▶ [Exercise goal]: Take the line that contains "the black jacket" and every line after it in the material below, and quote them exactly.

[Entries from a point annotation set]
○ ○ ○ ○ ○

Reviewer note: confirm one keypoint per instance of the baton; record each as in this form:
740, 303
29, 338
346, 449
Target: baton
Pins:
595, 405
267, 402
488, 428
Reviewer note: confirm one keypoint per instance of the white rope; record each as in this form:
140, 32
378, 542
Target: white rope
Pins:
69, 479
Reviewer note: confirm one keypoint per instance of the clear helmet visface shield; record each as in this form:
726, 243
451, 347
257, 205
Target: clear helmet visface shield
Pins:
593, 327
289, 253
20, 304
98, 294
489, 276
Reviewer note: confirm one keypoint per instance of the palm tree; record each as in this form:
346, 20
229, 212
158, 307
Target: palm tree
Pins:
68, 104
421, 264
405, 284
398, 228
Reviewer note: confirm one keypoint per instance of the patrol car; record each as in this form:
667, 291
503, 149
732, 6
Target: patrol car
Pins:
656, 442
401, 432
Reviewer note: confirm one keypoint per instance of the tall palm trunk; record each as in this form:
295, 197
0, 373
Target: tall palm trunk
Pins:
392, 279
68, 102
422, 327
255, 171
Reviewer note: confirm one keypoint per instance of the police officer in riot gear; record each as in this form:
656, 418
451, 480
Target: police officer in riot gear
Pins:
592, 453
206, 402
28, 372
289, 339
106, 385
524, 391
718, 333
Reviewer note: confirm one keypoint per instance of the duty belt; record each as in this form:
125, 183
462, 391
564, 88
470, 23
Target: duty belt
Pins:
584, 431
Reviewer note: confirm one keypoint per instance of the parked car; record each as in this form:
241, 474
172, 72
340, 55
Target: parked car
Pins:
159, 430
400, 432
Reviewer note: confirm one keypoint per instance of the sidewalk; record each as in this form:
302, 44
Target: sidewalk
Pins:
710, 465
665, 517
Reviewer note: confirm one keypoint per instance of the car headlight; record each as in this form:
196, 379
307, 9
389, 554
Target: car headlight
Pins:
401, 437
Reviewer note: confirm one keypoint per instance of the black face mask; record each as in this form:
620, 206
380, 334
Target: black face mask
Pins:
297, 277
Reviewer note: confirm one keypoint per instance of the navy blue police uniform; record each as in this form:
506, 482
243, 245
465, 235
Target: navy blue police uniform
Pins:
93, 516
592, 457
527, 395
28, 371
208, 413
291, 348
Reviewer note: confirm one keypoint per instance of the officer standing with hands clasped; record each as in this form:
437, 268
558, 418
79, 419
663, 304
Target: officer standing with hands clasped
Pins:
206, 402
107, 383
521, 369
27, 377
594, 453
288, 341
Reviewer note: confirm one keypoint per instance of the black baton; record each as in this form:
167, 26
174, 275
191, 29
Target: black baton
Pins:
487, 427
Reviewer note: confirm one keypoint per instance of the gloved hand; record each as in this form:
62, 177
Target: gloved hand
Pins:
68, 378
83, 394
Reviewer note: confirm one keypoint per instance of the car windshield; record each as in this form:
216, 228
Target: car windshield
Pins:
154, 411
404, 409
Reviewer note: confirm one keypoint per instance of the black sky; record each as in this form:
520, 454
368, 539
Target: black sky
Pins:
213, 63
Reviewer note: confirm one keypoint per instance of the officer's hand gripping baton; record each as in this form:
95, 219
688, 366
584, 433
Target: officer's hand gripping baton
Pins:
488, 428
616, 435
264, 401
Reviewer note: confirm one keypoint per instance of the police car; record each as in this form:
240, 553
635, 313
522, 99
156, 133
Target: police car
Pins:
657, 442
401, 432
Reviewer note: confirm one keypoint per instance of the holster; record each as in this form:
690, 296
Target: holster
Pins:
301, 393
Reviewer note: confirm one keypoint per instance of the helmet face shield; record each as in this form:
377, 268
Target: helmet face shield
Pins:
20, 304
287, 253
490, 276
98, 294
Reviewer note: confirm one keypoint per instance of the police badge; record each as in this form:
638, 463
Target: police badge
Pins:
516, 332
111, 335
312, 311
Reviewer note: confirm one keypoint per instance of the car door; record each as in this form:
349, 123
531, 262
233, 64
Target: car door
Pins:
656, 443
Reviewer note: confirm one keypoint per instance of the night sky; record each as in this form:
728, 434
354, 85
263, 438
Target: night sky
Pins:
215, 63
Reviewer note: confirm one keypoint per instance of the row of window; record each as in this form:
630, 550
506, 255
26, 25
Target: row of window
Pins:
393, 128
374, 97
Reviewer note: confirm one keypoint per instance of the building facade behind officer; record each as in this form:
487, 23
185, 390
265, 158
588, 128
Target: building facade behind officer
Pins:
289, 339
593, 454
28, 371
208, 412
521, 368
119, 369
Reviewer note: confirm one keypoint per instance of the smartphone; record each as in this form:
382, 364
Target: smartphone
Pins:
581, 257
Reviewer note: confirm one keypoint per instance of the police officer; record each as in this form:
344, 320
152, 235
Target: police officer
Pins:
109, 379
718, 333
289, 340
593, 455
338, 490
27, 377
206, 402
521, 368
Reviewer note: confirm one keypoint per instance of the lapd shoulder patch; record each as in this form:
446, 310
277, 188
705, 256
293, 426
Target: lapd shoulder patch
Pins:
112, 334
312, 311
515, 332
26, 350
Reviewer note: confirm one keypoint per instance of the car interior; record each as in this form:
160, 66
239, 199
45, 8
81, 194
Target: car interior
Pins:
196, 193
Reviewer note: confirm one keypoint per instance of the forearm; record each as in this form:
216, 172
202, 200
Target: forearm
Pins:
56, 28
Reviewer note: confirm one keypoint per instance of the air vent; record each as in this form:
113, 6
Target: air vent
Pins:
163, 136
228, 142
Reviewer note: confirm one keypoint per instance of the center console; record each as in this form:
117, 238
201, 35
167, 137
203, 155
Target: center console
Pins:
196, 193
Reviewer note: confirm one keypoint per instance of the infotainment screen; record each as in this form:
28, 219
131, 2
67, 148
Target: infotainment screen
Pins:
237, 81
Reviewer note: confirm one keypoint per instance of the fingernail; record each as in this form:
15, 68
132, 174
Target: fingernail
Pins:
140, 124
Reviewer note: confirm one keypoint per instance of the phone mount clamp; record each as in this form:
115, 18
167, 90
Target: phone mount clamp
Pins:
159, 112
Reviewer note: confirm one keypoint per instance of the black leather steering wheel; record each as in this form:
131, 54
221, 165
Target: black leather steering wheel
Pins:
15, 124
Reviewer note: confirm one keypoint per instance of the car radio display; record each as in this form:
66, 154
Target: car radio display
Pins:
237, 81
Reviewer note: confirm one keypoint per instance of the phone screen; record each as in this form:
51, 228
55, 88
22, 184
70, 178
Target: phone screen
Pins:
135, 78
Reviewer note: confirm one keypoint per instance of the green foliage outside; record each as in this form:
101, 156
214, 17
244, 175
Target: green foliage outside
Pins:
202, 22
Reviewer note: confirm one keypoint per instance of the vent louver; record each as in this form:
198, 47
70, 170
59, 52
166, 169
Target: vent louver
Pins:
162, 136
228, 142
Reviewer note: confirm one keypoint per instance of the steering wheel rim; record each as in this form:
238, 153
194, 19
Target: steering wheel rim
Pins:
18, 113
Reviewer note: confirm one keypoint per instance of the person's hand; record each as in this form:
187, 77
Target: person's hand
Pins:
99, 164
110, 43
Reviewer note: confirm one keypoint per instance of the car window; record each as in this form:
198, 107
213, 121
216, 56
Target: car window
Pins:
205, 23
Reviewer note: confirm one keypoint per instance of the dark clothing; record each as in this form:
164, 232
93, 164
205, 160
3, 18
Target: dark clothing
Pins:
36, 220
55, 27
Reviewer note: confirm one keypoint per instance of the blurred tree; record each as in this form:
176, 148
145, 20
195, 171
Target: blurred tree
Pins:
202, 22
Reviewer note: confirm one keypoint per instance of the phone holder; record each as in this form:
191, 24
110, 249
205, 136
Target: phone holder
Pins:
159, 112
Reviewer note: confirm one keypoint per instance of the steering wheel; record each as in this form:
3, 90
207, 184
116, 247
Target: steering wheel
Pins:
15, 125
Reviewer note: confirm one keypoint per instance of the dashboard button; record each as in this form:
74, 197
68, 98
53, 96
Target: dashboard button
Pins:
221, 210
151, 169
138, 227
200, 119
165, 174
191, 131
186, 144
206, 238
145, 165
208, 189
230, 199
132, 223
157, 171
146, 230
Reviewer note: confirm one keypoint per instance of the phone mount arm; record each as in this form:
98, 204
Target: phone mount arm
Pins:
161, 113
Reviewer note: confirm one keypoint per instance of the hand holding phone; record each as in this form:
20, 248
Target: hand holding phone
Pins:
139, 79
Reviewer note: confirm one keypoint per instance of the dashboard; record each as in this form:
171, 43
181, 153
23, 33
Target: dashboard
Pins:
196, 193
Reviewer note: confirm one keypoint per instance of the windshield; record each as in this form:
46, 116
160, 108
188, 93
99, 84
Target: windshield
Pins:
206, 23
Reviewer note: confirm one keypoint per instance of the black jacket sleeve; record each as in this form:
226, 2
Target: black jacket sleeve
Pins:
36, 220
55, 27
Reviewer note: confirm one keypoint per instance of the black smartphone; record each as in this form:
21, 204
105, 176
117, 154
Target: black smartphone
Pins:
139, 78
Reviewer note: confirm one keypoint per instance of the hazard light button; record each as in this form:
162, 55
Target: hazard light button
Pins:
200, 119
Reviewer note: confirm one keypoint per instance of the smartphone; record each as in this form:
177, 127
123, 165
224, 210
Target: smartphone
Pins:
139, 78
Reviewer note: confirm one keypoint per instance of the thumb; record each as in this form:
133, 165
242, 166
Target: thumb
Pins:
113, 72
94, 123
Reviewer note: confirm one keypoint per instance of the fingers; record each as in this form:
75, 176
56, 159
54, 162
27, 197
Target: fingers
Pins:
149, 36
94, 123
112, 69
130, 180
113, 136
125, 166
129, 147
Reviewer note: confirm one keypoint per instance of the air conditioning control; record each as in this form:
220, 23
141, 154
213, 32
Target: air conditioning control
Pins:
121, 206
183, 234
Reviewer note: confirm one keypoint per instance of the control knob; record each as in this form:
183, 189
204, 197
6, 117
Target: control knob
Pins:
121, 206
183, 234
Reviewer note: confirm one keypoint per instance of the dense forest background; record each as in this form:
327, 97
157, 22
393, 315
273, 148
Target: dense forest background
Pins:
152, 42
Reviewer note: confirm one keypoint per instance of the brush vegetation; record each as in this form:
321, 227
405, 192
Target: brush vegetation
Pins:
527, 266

○ ○ ○ ○ ○

▶ [Task result]:
Reviewer note: confirm one keypoint per instance of the black jacket sleeve; record each as in this form:
226, 2
Target: black jacket sleeve
Pins:
36, 220
55, 27
Reviewer note: confirm one keypoint per instance of the black smartphone; record each as in this form:
21, 204
105, 176
117, 154
Target: black smartphone
Pins:
139, 78
Reviewer note: confirm one keypoint per instance of the hazard light button; record each as in this form:
162, 55
Target: hazard light button
Pins:
200, 119
Reviewer note: confirm one keypoint per instance of the smartphone; record each as in this form:
177, 127
123, 165
224, 210
Target: smartphone
Pins:
139, 78
Reviewer note: confirm one keypoint per instance of the thumb; record each as in this form:
133, 165
242, 166
Target: thumb
Pins:
113, 72
94, 123
Reviewer note: confirm one keypoint per instance of the fingers; record each as in this form:
75, 176
56, 159
54, 162
27, 197
Target: fingers
Pins:
149, 36
94, 123
112, 69
130, 180
113, 136
125, 166
129, 147
Reviewer note: confirm one keypoint per instance of the air conditioning control; record each as in this form:
220, 23
141, 154
213, 32
Target: air conditioning control
Pins:
121, 206
183, 234
Reviewer note: confirm one keypoint per instance of the control knob; record each as in this form:
183, 189
204, 197
6, 117
Target: control knob
Pins:
121, 206
183, 234
Reviewer note: confirm one keypoint per instance of the dense forest background; record each as in this form:
327, 97
157, 22
393, 315
273, 148
Target: dense forest background
Pins:
152, 42
Reviewer note: confirm one keypoint per instance of the brush vegetation; record each as in this form:
321, 227
405, 192
Target: brush vegetation
Pins:
527, 266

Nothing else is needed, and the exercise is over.